MATERIAL FOR THIS TASK >>
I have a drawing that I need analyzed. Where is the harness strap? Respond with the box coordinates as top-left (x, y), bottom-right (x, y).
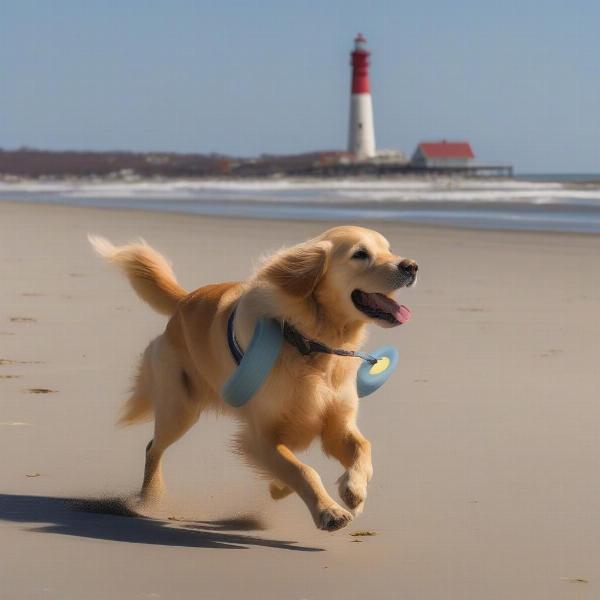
top-left (227, 308), bottom-right (244, 365)
top-left (227, 306), bottom-right (378, 367)
top-left (282, 322), bottom-right (378, 365)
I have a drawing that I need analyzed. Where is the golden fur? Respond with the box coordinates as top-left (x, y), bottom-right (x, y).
top-left (89, 226), bottom-right (417, 531)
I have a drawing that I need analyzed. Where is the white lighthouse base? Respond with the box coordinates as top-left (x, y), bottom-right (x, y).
top-left (348, 93), bottom-right (376, 159)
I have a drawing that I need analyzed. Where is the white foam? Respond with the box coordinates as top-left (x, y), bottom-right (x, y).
top-left (2, 177), bottom-right (600, 234)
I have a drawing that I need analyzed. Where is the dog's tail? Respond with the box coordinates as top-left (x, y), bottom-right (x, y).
top-left (88, 235), bottom-right (187, 316)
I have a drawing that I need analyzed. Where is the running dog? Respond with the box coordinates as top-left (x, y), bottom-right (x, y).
top-left (89, 226), bottom-right (417, 531)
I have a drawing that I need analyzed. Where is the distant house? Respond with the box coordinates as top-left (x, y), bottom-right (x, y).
top-left (411, 141), bottom-right (475, 169)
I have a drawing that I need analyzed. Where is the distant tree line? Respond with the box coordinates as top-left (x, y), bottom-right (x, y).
top-left (0, 148), bottom-right (344, 179)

DIRECTIONS >>
Return exactly the line that contains "is the golden" and every line after it, through the last line of the records.

SOLUTION TO THE PROBLEM >>
I have a drawing that I need analyzed. Where is the golden fur? Respond with the box coordinates as top-left (x, y), bottom-right (x, y).
top-left (89, 226), bottom-right (417, 531)
I have a drawing that I need analyzed. Where is the white lighthouse base? Respond with the box coordinates as top-left (x, y), bottom-right (x, y).
top-left (348, 93), bottom-right (376, 159)
I have a drawing that I need analyzed. Where is the white foam? Respond with the box coordinates as top-left (x, y), bottom-right (x, y).
top-left (2, 177), bottom-right (600, 234)
I have a drawing that I need analyzed. Where is the dog's tail? Respond with the box coordinates as top-left (x, y), bottom-right (x, y).
top-left (88, 235), bottom-right (187, 316)
I have a drawing that I need analyzed. Where is the running dog? Respond with the box coordinates as top-left (x, y), bottom-right (x, y).
top-left (89, 226), bottom-right (417, 531)
I have a drawing that I need analyzed. Where is the distant house? Respond with the box coordinates as top-left (x, y), bottom-right (x, y).
top-left (411, 141), bottom-right (475, 169)
I have a drawing that I need analyzed. Where is the distant tree line? Respond with the box coordinates as top-left (x, y), bottom-right (x, y).
top-left (0, 148), bottom-right (344, 179)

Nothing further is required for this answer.